— START OF Text shown —

A gritty defense kept the Colts out of the end zone, highlighted by a goal-line stand at the end of the first half that kept the Browns ahead 6-3.

That’s how it remained with 10 minutes left after each team missed a field goal in the third quarter. On third-and-8 from the Browns’ 45-yard line, Anderson dropped back to pass. Colts defensive end Dwight Freeney, whose speed rushes and spins had been blunted by Pro Bowl tackle Joe Thomas, tried a different tack. Instead of trying to go around Thomas, he decided to try to plow over him.

He succeeded. After bulling over Thomas, Freeney knocked the ball from Anderson. Fellow end Robert Mathis picked up the ball and ran 37 yards for a touchdown.

“As tackles, we did a pretty good stopping their spins, which is the thing a lot of guys get beat with,” Thomas said. “When you do that, you’re a little more susceptible to the bull-rush. That was kind of their Plan B.

“When you get beat on a spin, it’s because you’re trying to lunge and punch them. When you’re sitting back and waiting on the spin, you’re sitting on your heels a little bit and can give up a bull[-rush].”

— END OF Text shown —
— START OF Material supplied —

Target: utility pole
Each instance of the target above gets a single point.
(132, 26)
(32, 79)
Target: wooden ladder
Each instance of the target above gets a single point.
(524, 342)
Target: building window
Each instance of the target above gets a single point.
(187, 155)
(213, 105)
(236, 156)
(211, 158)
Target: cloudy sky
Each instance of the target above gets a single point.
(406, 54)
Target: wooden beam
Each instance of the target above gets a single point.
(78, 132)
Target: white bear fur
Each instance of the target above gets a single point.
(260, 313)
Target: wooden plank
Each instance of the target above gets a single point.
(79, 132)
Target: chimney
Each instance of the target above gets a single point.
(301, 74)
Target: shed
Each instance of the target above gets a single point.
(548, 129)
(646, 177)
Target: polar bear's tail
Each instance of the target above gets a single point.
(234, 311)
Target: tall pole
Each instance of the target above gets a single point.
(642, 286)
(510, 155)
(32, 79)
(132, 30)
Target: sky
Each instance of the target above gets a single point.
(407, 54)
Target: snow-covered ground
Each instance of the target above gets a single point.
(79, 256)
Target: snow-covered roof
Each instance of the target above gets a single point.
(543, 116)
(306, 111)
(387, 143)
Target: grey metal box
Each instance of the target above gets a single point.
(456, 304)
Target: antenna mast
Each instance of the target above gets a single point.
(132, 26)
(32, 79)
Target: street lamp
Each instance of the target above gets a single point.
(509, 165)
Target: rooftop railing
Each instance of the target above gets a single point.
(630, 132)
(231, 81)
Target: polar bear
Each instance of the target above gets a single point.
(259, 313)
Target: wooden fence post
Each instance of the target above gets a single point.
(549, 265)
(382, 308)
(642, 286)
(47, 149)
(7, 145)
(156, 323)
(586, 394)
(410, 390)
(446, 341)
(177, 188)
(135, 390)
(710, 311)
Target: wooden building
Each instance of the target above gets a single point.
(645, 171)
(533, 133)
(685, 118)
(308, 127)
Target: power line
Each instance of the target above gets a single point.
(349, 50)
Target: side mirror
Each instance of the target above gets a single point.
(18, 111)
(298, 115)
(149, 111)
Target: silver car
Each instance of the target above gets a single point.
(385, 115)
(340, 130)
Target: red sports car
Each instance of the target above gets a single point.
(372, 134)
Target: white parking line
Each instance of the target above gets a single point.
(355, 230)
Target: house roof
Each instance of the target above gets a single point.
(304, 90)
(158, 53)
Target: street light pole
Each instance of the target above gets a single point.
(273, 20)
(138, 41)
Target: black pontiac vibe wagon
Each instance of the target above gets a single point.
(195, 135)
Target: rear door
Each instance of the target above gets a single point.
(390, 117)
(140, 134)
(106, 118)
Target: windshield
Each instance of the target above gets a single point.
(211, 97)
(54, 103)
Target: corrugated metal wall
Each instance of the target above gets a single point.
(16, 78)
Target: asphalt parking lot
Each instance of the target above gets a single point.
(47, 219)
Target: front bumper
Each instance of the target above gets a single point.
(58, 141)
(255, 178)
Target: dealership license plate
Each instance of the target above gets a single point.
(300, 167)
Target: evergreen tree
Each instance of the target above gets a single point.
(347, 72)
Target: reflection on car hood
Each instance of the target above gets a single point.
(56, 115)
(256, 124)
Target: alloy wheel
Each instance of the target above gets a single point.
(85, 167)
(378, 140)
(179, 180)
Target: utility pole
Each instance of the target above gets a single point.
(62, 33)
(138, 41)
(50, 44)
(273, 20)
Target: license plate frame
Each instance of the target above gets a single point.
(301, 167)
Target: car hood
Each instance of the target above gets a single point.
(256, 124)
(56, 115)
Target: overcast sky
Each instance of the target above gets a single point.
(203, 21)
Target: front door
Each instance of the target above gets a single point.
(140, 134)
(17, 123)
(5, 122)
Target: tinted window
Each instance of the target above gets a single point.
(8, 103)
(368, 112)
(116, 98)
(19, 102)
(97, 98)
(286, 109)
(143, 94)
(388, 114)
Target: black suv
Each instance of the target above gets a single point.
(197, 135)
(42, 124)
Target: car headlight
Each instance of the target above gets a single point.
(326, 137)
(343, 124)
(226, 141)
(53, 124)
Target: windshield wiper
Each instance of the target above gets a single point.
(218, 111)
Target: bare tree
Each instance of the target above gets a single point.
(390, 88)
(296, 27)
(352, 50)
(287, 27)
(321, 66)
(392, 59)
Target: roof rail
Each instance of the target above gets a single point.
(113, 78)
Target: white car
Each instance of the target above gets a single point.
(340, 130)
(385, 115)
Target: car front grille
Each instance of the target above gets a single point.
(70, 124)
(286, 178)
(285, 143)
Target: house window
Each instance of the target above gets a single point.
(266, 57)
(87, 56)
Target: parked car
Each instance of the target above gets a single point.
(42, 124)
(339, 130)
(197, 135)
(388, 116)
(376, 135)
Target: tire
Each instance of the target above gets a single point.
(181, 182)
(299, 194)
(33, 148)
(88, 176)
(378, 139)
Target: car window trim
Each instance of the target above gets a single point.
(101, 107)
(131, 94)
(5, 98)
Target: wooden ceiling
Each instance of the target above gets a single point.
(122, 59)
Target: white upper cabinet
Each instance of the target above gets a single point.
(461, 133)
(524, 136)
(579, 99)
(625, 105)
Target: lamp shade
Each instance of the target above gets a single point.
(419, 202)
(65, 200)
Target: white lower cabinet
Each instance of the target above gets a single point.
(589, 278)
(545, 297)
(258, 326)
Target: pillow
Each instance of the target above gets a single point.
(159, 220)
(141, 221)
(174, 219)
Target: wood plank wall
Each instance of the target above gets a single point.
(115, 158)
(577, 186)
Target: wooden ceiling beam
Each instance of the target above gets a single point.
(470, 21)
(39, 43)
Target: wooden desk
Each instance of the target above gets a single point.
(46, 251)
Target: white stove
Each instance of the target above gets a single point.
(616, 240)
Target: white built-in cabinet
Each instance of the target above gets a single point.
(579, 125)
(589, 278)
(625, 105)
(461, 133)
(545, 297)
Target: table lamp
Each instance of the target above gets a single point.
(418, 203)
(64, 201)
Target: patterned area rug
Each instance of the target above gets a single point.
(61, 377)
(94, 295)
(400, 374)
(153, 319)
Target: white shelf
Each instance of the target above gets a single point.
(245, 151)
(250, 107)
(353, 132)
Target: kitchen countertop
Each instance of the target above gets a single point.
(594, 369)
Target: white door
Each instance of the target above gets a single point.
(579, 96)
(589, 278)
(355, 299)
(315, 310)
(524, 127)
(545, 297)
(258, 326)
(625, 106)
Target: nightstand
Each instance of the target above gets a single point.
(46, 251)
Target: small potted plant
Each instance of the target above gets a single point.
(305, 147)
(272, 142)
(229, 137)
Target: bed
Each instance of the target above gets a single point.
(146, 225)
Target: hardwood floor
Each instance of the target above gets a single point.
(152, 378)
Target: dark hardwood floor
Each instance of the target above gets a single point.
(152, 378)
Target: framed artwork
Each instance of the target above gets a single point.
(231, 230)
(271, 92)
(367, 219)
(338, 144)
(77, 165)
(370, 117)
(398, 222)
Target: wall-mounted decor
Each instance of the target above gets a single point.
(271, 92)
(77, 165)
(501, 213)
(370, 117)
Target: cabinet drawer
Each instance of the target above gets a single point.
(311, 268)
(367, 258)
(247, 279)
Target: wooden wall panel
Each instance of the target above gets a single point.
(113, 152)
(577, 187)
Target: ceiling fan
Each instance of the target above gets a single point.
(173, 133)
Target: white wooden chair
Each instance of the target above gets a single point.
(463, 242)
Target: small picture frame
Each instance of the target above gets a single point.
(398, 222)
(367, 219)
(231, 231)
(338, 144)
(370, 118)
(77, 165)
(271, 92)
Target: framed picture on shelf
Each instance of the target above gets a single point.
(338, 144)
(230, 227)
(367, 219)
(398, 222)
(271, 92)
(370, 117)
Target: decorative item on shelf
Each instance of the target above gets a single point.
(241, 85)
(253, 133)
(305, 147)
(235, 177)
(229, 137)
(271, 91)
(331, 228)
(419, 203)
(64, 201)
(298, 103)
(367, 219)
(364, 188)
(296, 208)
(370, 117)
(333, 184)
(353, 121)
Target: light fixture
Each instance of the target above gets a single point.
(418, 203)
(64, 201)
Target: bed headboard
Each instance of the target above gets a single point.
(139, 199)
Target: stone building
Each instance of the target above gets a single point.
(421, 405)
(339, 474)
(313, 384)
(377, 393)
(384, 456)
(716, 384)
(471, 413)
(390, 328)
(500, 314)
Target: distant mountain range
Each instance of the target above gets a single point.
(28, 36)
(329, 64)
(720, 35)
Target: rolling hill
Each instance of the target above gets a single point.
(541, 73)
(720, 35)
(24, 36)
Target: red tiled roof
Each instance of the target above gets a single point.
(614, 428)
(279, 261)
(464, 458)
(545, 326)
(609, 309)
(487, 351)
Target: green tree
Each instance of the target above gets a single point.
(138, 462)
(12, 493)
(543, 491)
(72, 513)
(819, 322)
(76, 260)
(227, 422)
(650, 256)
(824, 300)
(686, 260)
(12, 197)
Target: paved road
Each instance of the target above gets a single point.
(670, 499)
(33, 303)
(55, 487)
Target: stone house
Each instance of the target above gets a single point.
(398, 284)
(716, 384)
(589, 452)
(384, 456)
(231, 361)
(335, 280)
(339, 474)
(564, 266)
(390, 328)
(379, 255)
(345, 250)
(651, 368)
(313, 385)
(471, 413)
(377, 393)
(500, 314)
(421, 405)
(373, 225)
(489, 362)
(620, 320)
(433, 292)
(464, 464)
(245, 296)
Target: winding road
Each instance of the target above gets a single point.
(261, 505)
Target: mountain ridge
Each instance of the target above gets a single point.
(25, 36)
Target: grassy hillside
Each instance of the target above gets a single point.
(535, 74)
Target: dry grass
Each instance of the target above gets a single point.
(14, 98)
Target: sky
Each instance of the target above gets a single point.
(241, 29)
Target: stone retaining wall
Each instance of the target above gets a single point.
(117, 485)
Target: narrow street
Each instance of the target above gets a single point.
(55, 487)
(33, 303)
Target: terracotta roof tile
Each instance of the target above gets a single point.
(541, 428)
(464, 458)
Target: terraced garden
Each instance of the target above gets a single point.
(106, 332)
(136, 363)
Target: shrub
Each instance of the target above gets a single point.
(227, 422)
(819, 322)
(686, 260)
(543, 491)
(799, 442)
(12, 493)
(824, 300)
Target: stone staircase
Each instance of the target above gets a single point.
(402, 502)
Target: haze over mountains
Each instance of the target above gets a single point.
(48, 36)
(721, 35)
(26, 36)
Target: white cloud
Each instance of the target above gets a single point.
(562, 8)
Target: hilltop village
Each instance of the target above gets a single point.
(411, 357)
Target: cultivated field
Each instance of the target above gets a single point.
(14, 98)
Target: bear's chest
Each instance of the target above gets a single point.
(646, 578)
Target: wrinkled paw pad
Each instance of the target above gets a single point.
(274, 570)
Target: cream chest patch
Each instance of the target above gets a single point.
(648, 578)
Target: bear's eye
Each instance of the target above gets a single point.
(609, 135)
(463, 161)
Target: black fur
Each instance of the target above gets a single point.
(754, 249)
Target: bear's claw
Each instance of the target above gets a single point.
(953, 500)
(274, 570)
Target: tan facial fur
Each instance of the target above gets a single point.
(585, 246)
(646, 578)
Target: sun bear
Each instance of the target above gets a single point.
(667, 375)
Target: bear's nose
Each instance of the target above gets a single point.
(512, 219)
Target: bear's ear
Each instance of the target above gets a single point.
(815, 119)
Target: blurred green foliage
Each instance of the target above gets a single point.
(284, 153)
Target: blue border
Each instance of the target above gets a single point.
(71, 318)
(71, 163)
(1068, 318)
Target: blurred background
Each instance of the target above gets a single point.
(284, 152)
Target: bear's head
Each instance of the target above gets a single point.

— END OF Material supplied —

Reproduce the football game account in full, word for word.

A gritty defense kept the Colts out of the end zone, highlighted by a goal-line stand at the end of the first half that kept the Browns ahead 6-3.

That’s how it remained with 10 minutes left after each team missed a field goal in the third quarter. On third-and-8 from the Browns’ 45-yard line, Anderson dropped back to pass. Colts defensive end Dwight Freeney, whose speed rushes and spins had been blunted by Pro Bowl tackle Joe Thomas, tried a different tack. Instead of trying to go around Thomas, he decided to try to plow over him.

He succeeded. After bulling over Thomas, Freeney knocked the ball from Anderson. Fellow end Robert Mathis picked up the ball and ran 37 yards for a touchdown.

“As tackles, we did a pretty good stopping their spins, which is the thing a lot of guys get beat with,” Thomas said. “When you do that, you’re a little more susceptible to the bull-rush. That was kind of their Plan B.

“When you get beat on a spin, it’s because you’re trying to lunge and punch them. When you’re sitting back and waiting on the spin, you’re sitting on your heels a little bit and can give up a bull[-rush].”